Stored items
════════════════

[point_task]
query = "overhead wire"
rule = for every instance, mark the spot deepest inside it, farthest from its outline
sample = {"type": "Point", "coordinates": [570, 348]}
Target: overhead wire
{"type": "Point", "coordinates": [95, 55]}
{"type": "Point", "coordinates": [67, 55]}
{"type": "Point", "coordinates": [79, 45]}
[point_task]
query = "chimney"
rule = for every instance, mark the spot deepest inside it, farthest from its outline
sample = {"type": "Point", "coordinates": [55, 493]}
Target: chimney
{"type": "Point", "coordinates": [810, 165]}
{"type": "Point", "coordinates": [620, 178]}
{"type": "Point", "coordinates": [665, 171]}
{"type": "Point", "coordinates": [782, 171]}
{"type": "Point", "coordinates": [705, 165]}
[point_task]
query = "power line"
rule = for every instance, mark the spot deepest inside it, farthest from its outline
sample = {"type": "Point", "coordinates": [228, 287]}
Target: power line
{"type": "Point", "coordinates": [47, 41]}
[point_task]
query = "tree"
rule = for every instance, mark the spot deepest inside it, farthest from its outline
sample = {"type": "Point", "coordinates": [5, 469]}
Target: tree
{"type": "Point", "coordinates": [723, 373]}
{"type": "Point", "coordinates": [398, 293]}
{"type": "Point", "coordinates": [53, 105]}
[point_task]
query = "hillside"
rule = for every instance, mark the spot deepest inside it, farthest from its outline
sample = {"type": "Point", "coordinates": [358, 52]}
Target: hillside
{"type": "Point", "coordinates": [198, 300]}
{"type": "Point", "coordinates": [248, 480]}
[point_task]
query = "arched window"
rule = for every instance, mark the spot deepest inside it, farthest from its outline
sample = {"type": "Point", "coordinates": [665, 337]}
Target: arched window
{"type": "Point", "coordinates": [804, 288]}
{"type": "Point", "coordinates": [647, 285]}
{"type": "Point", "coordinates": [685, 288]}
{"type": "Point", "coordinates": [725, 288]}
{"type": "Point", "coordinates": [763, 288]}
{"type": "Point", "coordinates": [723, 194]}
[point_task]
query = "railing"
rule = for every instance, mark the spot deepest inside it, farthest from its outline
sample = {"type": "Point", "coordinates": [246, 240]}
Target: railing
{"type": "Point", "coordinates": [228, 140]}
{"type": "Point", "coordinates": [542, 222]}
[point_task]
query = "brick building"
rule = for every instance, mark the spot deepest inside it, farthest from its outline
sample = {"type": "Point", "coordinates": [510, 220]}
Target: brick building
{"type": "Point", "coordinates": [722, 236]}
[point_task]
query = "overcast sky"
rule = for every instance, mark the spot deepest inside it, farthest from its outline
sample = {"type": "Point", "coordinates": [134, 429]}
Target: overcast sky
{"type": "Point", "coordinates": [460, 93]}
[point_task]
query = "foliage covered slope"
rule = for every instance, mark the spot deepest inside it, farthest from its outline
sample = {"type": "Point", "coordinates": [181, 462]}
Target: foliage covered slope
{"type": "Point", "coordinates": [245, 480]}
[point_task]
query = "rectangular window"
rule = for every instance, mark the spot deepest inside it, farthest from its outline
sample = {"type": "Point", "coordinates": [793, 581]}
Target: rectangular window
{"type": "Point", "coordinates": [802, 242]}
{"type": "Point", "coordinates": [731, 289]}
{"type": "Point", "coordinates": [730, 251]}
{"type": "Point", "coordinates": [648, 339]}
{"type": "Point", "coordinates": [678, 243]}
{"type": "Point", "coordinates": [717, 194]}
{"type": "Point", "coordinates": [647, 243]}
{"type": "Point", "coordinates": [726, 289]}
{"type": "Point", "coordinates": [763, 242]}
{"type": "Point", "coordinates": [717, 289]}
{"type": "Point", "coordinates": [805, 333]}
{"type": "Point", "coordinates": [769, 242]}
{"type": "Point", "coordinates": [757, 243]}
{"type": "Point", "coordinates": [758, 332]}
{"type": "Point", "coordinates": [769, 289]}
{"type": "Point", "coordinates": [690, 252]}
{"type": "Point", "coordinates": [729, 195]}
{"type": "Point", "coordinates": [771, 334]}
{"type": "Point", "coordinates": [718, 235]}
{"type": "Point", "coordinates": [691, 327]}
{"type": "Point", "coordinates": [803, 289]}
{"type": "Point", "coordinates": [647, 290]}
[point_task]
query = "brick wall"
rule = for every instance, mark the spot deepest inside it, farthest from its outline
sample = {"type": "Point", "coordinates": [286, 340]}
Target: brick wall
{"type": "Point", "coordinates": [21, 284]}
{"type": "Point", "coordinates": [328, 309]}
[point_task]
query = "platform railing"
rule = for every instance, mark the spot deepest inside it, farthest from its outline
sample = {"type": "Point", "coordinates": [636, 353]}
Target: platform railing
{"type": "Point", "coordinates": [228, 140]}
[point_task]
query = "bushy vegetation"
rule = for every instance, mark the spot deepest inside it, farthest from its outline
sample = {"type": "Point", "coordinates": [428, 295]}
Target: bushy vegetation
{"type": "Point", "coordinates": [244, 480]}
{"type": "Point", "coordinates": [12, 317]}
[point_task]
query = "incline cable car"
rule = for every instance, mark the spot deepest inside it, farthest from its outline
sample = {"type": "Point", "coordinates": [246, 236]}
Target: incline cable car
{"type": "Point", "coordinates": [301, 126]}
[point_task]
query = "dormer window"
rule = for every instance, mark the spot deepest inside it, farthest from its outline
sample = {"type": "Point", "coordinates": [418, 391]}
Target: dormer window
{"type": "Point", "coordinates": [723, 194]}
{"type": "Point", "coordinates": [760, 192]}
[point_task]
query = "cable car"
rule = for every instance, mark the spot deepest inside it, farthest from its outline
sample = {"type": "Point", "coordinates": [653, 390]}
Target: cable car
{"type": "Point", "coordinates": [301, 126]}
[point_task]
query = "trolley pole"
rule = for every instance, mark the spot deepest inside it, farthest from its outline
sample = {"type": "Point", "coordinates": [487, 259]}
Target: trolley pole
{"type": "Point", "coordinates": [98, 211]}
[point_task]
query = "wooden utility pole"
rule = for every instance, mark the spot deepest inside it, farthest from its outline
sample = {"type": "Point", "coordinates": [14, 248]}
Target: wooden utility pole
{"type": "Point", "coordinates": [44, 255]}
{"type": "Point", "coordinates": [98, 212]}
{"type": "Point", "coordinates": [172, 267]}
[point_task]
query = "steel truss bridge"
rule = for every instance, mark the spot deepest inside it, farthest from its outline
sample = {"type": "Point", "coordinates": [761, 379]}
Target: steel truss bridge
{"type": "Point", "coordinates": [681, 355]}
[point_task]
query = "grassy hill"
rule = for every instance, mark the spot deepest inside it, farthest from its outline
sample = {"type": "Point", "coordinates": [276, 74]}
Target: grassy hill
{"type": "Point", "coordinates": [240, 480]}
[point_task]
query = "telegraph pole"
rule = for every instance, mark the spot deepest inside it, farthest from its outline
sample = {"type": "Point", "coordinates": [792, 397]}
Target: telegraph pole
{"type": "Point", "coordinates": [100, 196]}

════════════════

**What you should do:**
Count how many lines in the records above contain the string "wire", with case treated as significant. Reply with the number only.

**Written response:**
2